_Material provided_.
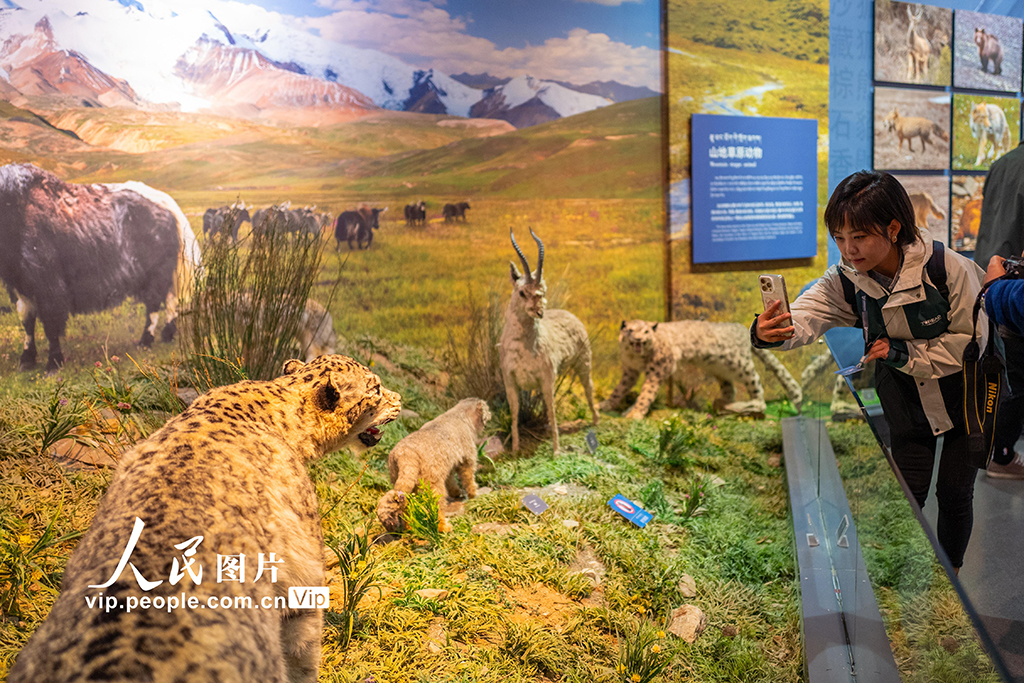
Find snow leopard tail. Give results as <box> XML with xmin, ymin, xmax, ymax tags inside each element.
<box><xmin>752</xmin><ymin>348</ymin><xmax>804</xmax><ymax>411</ymax></box>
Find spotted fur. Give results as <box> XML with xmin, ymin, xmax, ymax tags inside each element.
<box><xmin>7</xmin><ymin>355</ymin><xmax>400</xmax><ymax>683</ymax></box>
<box><xmin>601</xmin><ymin>321</ymin><xmax>803</xmax><ymax>420</ymax></box>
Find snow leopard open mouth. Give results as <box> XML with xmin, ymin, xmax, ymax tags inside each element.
<box><xmin>359</xmin><ymin>427</ymin><xmax>381</xmax><ymax>447</ymax></box>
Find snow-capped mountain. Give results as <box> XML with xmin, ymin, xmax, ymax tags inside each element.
<box><xmin>0</xmin><ymin>17</ymin><xmax>138</xmax><ymax>106</ymax></box>
<box><xmin>470</xmin><ymin>76</ymin><xmax>612</xmax><ymax>128</ymax></box>
<box><xmin>175</xmin><ymin>35</ymin><xmax>377</xmax><ymax>123</ymax></box>
<box><xmin>0</xmin><ymin>0</ymin><xmax>610</xmax><ymax>125</ymax></box>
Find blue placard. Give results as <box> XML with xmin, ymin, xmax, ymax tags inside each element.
<box><xmin>690</xmin><ymin>114</ymin><xmax>818</xmax><ymax>263</ymax></box>
<box><xmin>608</xmin><ymin>494</ymin><xmax>654</xmax><ymax>528</ymax></box>
<box><xmin>522</xmin><ymin>494</ymin><xmax>548</xmax><ymax>515</ymax></box>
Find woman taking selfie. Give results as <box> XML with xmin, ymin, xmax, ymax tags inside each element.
<box><xmin>751</xmin><ymin>171</ymin><xmax>987</xmax><ymax>572</ymax></box>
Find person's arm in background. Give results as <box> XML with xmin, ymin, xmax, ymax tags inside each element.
<box><xmin>985</xmin><ymin>256</ymin><xmax>1024</xmax><ymax>335</ymax></box>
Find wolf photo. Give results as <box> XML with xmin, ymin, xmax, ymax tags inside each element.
<box><xmin>949</xmin><ymin>175</ymin><xmax>985</xmax><ymax>252</ymax></box>
<box><xmin>953</xmin><ymin>10</ymin><xmax>1022</xmax><ymax>92</ymax></box>
<box><xmin>874</xmin><ymin>87</ymin><xmax>949</xmax><ymax>170</ymax></box>
<box><xmin>952</xmin><ymin>93</ymin><xmax>1021</xmax><ymax>171</ymax></box>
<box><xmin>874</xmin><ymin>0</ymin><xmax>952</xmax><ymax>85</ymax></box>
<box><xmin>895</xmin><ymin>175</ymin><xmax>949</xmax><ymax>245</ymax></box>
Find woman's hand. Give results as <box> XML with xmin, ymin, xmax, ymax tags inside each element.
<box><xmin>754</xmin><ymin>301</ymin><xmax>797</xmax><ymax>344</ymax></box>
<box><xmin>862</xmin><ymin>339</ymin><xmax>889</xmax><ymax>366</ymax></box>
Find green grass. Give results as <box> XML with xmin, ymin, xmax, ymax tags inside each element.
<box><xmin>0</xmin><ymin>348</ymin><xmax>801</xmax><ymax>683</ymax></box>
<box><xmin>828</xmin><ymin>423</ymin><xmax>999</xmax><ymax>683</ymax></box>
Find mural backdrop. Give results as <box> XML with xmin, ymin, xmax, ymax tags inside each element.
<box><xmin>667</xmin><ymin>0</ymin><xmax>828</xmax><ymax>405</ymax></box>
<box><xmin>0</xmin><ymin>0</ymin><xmax>664</xmax><ymax>387</ymax></box>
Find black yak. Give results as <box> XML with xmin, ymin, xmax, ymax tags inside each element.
<box><xmin>441</xmin><ymin>202</ymin><xmax>469</xmax><ymax>223</ymax></box>
<box><xmin>0</xmin><ymin>164</ymin><xmax>200</xmax><ymax>372</ymax></box>
<box><xmin>406</xmin><ymin>200</ymin><xmax>427</xmax><ymax>225</ymax></box>
<box><xmin>203</xmin><ymin>204</ymin><xmax>252</xmax><ymax>242</ymax></box>
<box><xmin>334</xmin><ymin>207</ymin><xmax>387</xmax><ymax>249</ymax></box>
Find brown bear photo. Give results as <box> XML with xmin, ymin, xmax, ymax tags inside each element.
<box><xmin>874</xmin><ymin>87</ymin><xmax>950</xmax><ymax>170</ymax></box>
<box><xmin>953</xmin><ymin>10</ymin><xmax>1024</xmax><ymax>92</ymax></box>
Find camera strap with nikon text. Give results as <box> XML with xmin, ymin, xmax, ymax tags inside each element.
<box><xmin>964</xmin><ymin>281</ymin><xmax>1002</xmax><ymax>469</ymax></box>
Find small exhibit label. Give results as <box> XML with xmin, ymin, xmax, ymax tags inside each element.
<box><xmin>608</xmin><ymin>494</ymin><xmax>654</xmax><ymax>528</ymax></box>
<box><xmin>522</xmin><ymin>494</ymin><xmax>548</xmax><ymax>515</ymax></box>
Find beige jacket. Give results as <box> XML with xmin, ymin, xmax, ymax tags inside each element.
<box><xmin>781</xmin><ymin>234</ymin><xmax>988</xmax><ymax>434</ymax></box>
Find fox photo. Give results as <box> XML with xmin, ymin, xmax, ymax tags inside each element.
<box><xmin>952</xmin><ymin>93</ymin><xmax>1021</xmax><ymax>171</ymax></box>
<box><xmin>874</xmin><ymin>87</ymin><xmax>949</xmax><ymax>170</ymax></box>
<box><xmin>953</xmin><ymin>9</ymin><xmax>1024</xmax><ymax>92</ymax></box>
<box><xmin>874</xmin><ymin>0</ymin><xmax>953</xmax><ymax>85</ymax></box>
<box><xmin>949</xmin><ymin>175</ymin><xmax>985</xmax><ymax>252</ymax></box>
<box><xmin>895</xmin><ymin>174</ymin><xmax>949</xmax><ymax>245</ymax></box>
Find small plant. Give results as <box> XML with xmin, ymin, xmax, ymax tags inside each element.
<box><xmin>329</xmin><ymin>532</ymin><xmax>380</xmax><ymax>648</ymax></box>
<box><xmin>180</xmin><ymin>216</ymin><xmax>341</xmax><ymax>391</ymax></box>
<box><xmin>501</xmin><ymin>622</ymin><xmax>565</xmax><ymax>677</ymax></box>
<box><xmin>679</xmin><ymin>474</ymin><xmax>709</xmax><ymax>521</ymax></box>
<box><xmin>0</xmin><ymin>501</ymin><xmax>82</xmax><ymax>616</ymax></box>
<box><xmin>406</xmin><ymin>479</ymin><xmax>441</xmax><ymax>546</ymax></box>
<box><xmin>640</xmin><ymin>479</ymin><xmax>672</xmax><ymax>517</ymax></box>
<box><xmin>630</xmin><ymin>417</ymin><xmax>706</xmax><ymax>471</ymax></box>
<box><xmin>443</xmin><ymin>292</ymin><xmax>505</xmax><ymax>402</ymax></box>
<box><xmin>615</xmin><ymin>624</ymin><xmax>671</xmax><ymax>683</ymax></box>
<box><xmin>36</xmin><ymin>382</ymin><xmax>84</xmax><ymax>456</ymax></box>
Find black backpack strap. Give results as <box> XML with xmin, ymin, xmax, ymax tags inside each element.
<box><xmin>839</xmin><ymin>270</ymin><xmax>863</xmax><ymax>328</ymax></box>
<box><xmin>927</xmin><ymin>240</ymin><xmax>949</xmax><ymax>303</ymax></box>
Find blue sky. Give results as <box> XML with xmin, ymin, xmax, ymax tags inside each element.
<box><xmin>243</xmin><ymin>0</ymin><xmax>660</xmax><ymax>90</ymax></box>
<box><xmin>253</xmin><ymin>0</ymin><xmax>660</xmax><ymax>49</ymax></box>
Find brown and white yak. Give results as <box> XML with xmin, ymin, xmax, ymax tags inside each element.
<box><xmin>0</xmin><ymin>164</ymin><xmax>200</xmax><ymax>372</ymax></box>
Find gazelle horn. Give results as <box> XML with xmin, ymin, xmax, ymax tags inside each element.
<box><xmin>509</xmin><ymin>227</ymin><xmax>543</xmax><ymax>283</ymax></box>
<box><xmin>529</xmin><ymin>227</ymin><xmax>544</xmax><ymax>282</ymax></box>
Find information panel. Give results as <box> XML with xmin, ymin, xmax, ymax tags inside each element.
<box><xmin>690</xmin><ymin>114</ymin><xmax>818</xmax><ymax>263</ymax></box>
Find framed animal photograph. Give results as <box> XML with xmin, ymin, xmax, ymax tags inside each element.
<box><xmin>874</xmin><ymin>0</ymin><xmax>953</xmax><ymax>86</ymax></box>
<box><xmin>953</xmin><ymin>9</ymin><xmax>1024</xmax><ymax>92</ymax></box>
<box><xmin>874</xmin><ymin>87</ymin><xmax>949</xmax><ymax>171</ymax></box>
<box><xmin>949</xmin><ymin>175</ymin><xmax>985</xmax><ymax>252</ymax></box>
<box><xmin>895</xmin><ymin>175</ymin><xmax>949</xmax><ymax>245</ymax></box>
<box><xmin>952</xmin><ymin>93</ymin><xmax>1021</xmax><ymax>171</ymax></box>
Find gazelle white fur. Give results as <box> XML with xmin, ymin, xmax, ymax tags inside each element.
<box><xmin>499</xmin><ymin>228</ymin><xmax>598</xmax><ymax>453</ymax></box>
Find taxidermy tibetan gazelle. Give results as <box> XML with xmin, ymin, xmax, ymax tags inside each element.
<box><xmin>499</xmin><ymin>228</ymin><xmax>597</xmax><ymax>453</ymax></box>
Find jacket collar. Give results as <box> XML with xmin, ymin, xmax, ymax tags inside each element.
<box><xmin>839</xmin><ymin>233</ymin><xmax>932</xmax><ymax>305</ymax></box>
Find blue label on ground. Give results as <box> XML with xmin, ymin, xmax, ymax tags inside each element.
<box><xmin>608</xmin><ymin>494</ymin><xmax>654</xmax><ymax>528</ymax></box>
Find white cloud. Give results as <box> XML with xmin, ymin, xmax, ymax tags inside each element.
<box><xmin>297</xmin><ymin>0</ymin><xmax>660</xmax><ymax>90</ymax></box>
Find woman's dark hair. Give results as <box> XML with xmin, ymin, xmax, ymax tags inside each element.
<box><xmin>825</xmin><ymin>171</ymin><xmax>921</xmax><ymax>248</ymax></box>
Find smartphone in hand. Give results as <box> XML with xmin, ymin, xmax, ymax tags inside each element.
<box><xmin>758</xmin><ymin>274</ymin><xmax>791</xmax><ymax>325</ymax></box>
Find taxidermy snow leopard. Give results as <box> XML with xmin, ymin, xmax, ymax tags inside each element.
<box><xmin>600</xmin><ymin>321</ymin><xmax>803</xmax><ymax>420</ymax></box>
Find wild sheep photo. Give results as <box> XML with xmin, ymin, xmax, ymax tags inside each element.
<box><xmin>953</xmin><ymin>10</ymin><xmax>1022</xmax><ymax>92</ymax></box>
<box><xmin>952</xmin><ymin>93</ymin><xmax>1021</xmax><ymax>171</ymax></box>
<box><xmin>949</xmin><ymin>175</ymin><xmax>985</xmax><ymax>251</ymax></box>
<box><xmin>874</xmin><ymin>0</ymin><xmax>953</xmax><ymax>85</ymax></box>
<box><xmin>896</xmin><ymin>175</ymin><xmax>949</xmax><ymax>245</ymax></box>
<box><xmin>874</xmin><ymin>88</ymin><xmax>949</xmax><ymax>170</ymax></box>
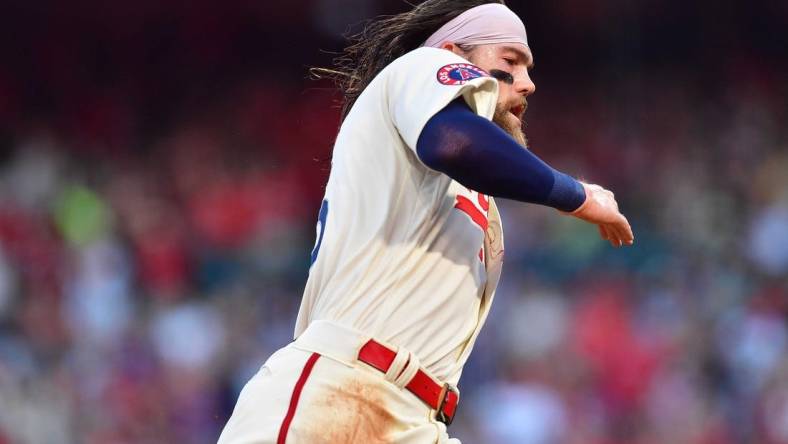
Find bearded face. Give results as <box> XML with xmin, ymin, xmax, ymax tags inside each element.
<box><xmin>458</xmin><ymin>44</ymin><xmax>536</xmax><ymax>147</ymax></box>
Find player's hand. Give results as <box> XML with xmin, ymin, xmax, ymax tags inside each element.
<box><xmin>568</xmin><ymin>182</ymin><xmax>635</xmax><ymax>247</ymax></box>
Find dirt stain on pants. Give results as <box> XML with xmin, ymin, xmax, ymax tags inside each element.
<box><xmin>296</xmin><ymin>381</ymin><xmax>396</xmax><ymax>444</ymax></box>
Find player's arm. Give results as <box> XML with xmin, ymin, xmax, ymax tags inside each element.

_Goal of the exercise_. Pick out every line of the records that contains the word "label".

_Exercise answer_.
Find small exhibit label. Give results as <box> XML with xmin, ymin, xmax, ymax tags inside each element.
Find blue label on ground. Give results as <box> XML with xmin, ymin, xmax, ymax tags inside each element.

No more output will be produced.